▶ [WHAT YOU HAVE TO DO]: Copy out word for word the records below, starting at the line that contains "Would you please identify the person in red top" and continuing through the end of the records, with both ends included.

Rows from a dataset:
---
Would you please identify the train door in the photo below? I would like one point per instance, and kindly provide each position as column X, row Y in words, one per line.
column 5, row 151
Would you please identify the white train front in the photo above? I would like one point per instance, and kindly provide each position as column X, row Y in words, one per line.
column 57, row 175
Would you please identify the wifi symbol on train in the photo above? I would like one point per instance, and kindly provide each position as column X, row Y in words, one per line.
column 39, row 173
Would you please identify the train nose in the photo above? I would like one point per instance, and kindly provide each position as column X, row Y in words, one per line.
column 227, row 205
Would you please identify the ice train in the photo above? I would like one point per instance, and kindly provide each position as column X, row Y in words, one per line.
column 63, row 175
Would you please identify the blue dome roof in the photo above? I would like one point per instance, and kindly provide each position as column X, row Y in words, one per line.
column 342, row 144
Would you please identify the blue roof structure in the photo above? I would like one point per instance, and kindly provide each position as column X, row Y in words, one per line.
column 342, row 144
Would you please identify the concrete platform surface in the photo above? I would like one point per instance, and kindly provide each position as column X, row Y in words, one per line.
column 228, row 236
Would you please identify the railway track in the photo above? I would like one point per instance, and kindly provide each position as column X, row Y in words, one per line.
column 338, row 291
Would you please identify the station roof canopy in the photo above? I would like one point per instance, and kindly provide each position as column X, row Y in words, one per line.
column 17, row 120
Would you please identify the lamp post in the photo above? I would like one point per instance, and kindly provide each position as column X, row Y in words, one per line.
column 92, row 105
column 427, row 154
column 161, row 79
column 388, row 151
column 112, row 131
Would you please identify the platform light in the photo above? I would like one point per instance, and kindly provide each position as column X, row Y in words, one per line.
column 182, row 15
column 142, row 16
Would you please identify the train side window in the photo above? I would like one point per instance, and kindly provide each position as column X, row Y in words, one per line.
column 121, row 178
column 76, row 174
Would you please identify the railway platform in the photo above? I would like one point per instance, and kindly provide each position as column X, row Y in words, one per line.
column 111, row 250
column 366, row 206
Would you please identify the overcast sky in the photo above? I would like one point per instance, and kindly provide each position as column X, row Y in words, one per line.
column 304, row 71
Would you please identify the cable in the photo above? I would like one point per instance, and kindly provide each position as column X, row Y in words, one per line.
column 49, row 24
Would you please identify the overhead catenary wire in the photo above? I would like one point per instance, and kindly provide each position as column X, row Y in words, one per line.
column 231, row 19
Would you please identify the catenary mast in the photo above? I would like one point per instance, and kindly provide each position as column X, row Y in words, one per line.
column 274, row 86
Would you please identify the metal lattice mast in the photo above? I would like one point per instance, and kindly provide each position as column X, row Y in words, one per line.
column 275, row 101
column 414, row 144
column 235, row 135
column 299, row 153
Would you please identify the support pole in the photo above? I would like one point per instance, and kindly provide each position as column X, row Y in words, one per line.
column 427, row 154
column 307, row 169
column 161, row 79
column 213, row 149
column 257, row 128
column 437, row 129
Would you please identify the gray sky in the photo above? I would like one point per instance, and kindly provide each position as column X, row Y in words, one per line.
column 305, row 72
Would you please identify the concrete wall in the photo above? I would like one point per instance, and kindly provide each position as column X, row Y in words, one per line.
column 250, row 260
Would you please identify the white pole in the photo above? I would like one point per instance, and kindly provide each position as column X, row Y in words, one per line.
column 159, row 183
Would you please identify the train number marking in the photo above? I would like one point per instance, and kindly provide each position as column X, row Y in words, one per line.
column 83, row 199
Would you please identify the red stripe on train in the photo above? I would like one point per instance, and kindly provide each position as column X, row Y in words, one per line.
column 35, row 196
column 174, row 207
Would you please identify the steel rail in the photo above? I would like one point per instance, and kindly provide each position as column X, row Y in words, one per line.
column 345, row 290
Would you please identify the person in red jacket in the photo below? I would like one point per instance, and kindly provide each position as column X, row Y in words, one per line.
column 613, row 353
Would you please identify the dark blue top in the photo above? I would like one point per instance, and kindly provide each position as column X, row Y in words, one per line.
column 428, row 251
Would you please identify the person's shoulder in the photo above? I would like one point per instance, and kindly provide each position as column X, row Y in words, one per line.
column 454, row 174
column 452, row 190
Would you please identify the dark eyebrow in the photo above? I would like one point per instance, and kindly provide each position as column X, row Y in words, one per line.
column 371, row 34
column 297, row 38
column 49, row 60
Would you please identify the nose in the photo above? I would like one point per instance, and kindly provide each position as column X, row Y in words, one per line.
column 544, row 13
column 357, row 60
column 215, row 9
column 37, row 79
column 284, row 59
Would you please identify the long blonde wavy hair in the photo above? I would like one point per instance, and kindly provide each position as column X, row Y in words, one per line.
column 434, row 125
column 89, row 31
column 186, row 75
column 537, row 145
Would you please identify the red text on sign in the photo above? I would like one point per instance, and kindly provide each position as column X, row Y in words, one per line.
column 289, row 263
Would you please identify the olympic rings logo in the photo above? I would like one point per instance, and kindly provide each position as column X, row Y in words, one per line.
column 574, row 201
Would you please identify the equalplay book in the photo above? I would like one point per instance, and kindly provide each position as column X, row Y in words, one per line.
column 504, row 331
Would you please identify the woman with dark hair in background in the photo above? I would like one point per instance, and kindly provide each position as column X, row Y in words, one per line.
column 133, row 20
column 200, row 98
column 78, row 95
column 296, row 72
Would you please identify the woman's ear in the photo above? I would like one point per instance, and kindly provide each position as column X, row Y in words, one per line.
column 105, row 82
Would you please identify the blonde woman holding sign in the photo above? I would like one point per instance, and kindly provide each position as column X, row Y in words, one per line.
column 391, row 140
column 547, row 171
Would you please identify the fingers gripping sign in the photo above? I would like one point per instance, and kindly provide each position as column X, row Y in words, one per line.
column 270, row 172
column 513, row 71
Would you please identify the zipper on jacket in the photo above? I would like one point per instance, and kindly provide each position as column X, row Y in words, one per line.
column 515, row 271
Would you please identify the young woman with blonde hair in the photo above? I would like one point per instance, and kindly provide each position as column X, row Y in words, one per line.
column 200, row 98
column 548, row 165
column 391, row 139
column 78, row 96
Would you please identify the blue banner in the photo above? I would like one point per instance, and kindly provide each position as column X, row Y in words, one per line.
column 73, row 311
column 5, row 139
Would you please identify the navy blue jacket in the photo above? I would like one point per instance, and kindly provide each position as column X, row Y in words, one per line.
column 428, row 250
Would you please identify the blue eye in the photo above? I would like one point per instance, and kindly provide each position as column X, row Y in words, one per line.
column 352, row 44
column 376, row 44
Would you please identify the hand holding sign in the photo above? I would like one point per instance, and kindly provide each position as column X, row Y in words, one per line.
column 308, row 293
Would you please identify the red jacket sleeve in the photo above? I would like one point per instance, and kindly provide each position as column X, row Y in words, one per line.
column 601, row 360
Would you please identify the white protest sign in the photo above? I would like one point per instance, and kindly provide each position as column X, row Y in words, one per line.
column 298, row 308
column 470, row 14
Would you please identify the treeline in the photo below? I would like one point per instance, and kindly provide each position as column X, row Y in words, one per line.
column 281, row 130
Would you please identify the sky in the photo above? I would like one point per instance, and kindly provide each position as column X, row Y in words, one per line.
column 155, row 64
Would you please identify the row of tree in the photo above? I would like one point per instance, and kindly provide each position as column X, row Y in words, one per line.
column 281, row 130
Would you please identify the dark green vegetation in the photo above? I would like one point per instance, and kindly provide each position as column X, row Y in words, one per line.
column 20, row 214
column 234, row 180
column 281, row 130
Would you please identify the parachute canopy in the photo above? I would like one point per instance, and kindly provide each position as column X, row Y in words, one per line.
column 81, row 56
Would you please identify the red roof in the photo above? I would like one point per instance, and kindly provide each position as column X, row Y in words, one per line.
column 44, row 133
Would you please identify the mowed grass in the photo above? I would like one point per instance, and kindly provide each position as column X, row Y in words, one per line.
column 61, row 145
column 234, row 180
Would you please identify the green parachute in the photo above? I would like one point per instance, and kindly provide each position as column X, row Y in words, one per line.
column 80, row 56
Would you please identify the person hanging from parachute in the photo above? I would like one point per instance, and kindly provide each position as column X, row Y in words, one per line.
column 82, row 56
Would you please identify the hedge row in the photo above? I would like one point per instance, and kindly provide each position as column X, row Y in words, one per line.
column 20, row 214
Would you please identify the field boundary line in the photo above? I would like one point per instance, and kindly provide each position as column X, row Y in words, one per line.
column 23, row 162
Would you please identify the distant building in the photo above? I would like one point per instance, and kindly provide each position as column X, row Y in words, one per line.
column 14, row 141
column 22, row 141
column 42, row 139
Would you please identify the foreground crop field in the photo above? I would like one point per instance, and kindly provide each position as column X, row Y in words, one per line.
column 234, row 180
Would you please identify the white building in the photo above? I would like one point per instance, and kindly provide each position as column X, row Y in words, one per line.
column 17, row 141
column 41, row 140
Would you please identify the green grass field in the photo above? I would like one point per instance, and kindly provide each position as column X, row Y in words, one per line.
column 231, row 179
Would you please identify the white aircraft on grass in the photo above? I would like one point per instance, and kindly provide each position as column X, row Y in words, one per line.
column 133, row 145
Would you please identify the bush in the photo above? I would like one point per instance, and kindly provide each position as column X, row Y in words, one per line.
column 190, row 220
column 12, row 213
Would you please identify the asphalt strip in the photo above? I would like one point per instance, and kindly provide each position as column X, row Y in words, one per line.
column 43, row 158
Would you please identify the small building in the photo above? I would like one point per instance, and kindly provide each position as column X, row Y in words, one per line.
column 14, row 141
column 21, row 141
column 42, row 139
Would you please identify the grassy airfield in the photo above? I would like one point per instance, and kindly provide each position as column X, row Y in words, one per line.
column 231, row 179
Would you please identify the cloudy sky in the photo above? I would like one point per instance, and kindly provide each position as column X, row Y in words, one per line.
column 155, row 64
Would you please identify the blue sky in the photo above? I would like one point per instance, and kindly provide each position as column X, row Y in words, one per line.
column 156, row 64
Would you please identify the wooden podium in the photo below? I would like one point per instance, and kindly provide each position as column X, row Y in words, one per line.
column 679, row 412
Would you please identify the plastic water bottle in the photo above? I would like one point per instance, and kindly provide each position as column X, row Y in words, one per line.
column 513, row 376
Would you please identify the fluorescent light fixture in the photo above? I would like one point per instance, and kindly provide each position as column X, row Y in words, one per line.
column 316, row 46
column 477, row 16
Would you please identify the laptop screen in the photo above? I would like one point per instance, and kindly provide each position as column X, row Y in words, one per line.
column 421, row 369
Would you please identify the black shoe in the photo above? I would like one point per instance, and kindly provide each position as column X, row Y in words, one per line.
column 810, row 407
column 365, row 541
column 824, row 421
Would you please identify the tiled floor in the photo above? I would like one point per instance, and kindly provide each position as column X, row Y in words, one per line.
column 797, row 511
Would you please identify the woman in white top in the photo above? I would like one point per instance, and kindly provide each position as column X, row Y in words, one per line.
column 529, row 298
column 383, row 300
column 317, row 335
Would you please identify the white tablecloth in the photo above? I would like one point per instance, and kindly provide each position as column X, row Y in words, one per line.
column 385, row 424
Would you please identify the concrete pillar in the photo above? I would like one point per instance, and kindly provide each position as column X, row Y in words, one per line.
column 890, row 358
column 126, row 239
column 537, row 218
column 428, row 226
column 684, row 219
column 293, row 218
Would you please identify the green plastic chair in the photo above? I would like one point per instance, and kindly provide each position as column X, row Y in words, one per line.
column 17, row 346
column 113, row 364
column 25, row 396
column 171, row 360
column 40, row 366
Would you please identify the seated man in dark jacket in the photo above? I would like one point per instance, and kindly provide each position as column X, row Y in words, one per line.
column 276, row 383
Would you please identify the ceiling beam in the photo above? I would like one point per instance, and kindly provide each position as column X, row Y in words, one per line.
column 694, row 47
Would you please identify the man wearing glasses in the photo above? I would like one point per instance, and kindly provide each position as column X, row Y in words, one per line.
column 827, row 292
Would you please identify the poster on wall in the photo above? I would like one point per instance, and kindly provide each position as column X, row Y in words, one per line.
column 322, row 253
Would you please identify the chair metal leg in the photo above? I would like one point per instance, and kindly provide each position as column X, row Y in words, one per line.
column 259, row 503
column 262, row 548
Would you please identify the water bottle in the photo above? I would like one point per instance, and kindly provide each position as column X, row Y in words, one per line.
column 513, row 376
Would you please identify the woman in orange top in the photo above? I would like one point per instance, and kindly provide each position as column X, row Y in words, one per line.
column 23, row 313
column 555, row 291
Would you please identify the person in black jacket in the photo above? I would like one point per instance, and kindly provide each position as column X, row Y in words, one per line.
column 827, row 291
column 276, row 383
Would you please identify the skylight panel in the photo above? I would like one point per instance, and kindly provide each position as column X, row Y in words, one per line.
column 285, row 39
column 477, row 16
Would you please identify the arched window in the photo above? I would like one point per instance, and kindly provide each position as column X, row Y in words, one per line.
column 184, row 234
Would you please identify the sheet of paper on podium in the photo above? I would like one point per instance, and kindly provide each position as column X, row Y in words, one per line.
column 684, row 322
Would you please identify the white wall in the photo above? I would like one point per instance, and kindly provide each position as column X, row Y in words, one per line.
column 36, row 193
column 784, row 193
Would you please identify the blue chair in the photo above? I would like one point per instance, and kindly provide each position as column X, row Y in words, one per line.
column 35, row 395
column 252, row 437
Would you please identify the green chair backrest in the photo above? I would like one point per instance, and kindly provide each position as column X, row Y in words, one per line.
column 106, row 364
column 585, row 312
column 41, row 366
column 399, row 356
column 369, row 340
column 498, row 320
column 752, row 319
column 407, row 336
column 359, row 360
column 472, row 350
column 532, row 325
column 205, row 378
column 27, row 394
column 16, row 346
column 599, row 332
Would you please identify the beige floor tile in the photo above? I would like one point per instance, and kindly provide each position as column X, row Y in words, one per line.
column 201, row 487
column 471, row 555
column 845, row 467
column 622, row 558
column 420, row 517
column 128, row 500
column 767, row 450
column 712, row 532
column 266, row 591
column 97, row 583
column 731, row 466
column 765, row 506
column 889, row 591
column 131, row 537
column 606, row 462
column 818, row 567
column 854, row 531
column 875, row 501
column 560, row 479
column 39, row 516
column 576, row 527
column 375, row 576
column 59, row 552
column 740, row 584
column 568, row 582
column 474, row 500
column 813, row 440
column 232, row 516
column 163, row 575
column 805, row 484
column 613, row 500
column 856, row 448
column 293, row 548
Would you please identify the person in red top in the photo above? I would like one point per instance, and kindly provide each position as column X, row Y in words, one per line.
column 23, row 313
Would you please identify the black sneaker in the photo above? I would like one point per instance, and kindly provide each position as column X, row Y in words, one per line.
---
▶ [ANSWER IN FULL]:
Would you please identify the person in red top in the photo above? I would like one point per instance, and kindly provide each position as column X, row Y in words, one per line.
column 23, row 313
Would you please identify the black sneaker in the photo above? I would like one point per instance, and kindly provide each position as column X, row Y in words, one per line.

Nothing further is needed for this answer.